▶ **RECORDS FOR THE EXERCISE**
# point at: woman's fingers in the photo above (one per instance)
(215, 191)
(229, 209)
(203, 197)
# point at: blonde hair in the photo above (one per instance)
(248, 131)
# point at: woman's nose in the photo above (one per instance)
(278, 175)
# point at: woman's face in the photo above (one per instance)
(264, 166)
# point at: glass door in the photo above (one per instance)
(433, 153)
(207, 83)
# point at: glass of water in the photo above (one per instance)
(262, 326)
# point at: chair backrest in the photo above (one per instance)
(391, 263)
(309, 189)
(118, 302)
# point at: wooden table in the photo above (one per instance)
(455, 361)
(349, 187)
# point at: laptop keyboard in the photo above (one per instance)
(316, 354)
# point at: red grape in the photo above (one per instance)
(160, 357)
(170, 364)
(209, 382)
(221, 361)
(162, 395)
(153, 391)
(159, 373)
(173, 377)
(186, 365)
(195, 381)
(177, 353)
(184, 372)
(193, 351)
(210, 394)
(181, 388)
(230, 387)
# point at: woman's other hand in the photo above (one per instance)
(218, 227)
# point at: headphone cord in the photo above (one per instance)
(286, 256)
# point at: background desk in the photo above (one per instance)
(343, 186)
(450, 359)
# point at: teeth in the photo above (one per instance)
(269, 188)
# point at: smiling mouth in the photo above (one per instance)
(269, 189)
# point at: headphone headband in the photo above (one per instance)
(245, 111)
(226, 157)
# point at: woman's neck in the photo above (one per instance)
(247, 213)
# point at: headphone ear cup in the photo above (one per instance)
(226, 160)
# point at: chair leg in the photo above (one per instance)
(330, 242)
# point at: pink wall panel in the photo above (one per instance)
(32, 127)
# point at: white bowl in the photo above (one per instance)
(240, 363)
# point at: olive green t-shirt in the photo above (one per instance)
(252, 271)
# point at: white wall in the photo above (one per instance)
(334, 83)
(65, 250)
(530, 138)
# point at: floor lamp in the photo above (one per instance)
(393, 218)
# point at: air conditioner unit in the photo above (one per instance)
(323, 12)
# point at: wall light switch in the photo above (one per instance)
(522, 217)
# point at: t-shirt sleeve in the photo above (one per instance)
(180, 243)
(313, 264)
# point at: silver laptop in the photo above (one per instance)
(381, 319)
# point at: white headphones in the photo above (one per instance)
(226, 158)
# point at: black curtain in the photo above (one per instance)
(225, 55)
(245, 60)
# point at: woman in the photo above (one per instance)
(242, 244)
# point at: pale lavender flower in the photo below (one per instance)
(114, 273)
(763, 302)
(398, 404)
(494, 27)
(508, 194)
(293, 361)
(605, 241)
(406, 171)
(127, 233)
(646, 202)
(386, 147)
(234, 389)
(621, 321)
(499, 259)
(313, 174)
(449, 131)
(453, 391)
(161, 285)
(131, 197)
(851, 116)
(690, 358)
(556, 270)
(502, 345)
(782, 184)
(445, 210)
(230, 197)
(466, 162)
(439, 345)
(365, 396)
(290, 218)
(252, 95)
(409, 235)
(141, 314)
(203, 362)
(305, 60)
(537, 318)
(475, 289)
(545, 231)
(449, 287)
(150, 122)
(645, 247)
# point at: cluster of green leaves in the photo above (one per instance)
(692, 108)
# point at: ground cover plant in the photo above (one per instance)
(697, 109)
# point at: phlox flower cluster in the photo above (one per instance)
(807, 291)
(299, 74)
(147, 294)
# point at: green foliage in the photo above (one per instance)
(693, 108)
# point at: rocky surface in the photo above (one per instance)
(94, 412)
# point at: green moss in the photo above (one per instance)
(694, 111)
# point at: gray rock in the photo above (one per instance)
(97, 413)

▶ **HOW TO COMPLETE THIS TASK**
Every line must be copied exactly as it stands above.

▶ **REPLY**
# point at: woman's fingers in the photo above (one per instance)
(215, 191)
(229, 209)
(203, 197)
# point at: blonde hair in the photo above (one per instance)
(248, 131)
# point at: woman's nose in the photo above (one per instance)
(278, 175)
# point at: woman's face in the photo above (one per instance)
(264, 166)
# point at: glass door in the photo above (one per instance)
(433, 153)
(207, 83)
# point at: glass of water in the photo above (one per instance)
(262, 326)
# point at: chair backrest in the photo above (one per instance)
(391, 263)
(309, 189)
(118, 302)
# point at: wooden table in the photo above (one per instance)
(455, 361)
(349, 187)
# point at: laptop keyboard in the photo above (one per instance)
(316, 354)
# point at: red grape in the photo above (one per instance)
(160, 357)
(170, 364)
(209, 382)
(221, 361)
(162, 395)
(153, 391)
(159, 373)
(173, 377)
(186, 365)
(195, 381)
(177, 353)
(184, 372)
(193, 351)
(210, 394)
(181, 388)
(230, 387)
# point at: woman's other hand in the photo above (one per instance)
(218, 227)
# point at: headphone cord in the photo above (one per instance)
(286, 256)
# point at: background desk in the photo above (one per instance)
(343, 186)
(450, 359)
# point at: teeth in the photo above (one per instance)
(269, 188)
# point at: smiling mouth in the photo above (one per instance)
(269, 189)
# point at: headphone headband in the photo above (one per instance)
(245, 111)
(226, 157)
# point at: woman's neck in the photo above (one per instance)
(247, 213)
# point at: headphone ear cup in the photo above (one per instance)
(226, 160)
# point at: chair leg in the photo above (one per instance)
(330, 242)
# point at: pink wall panel in the photo above (one per instance)
(32, 127)
# point at: white bowl in the photo above (one per instance)
(240, 363)
# point at: olive green t-shirt in the photo above (one per instance)
(252, 271)
# point at: white wall in the photo above (one per instance)
(334, 83)
(65, 250)
(530, 138)
# point at: floor lamp in the photo above (one per instance)
(393, 218)
# point at: air conditioner unit in the photo above (one per instance)
(323, 12)
# point at: wall light switch in the photo above (one per instance)
(522, 217)
# point at: t-shirt sleeve in the photo above (one per instance)
(180, 243)
(313, 264)
# point at: silver laptop in the photo above (one per instance)
(381, 319)
# point at: white headphones in the photo above (one per instance)
(226, 158)
# point at: black curtain in the photo above (one per instance)
(225, 55)
(245, 60)
# point at: woman in the photo above (one per instance)
(242, 244)
# point at: pale lavender flower in the photo below (one per instance)
(114, 273)
(763, 302)
(398, 404)
(494, 27)
(508, 194)
(293, 361)
(605, 241)
(406, 171)
(127, 233)
(646, 202)
(386, 147)
(234, 389)
(621, 321)
(499, 259)
(313, 174)
(449, 131)
(453, 391)
(161, 285)
(131, 197)
(851, 116)
(690, 358)
(556, 270)
(502, 345)
(782, 184)
(445, 210)
(230, 197)
(466, 162)
(439, 345)
(365, 396)
(290, 218)
(252, 95)
(409, 235)
(141, 314)
(203, 362)
(305, 60)
(537, 318)
(475, 289)
(545, 231)
(449, 287)
(150, 122)
(645, 247)
# point at: cluster of green leaves in the photo above (one per instance)
(692, 108)
# point at: ground cover plant in the photo above (one per instance)
(697, 109)
# point at: phlox flower cluster in the photo above (one per instance)
(807, 291)
(299, 74)
(147, 294)
# point at: green foliage in the photo above (one per instance)
(693, 108)
# point at: rocky surface in the photo above (one per instance)
(94, 412)
# point at: green moss in the photo above (one per instance)
(694, 111)
# point at: gray rock in the photo above (one per instance)
(97, 413)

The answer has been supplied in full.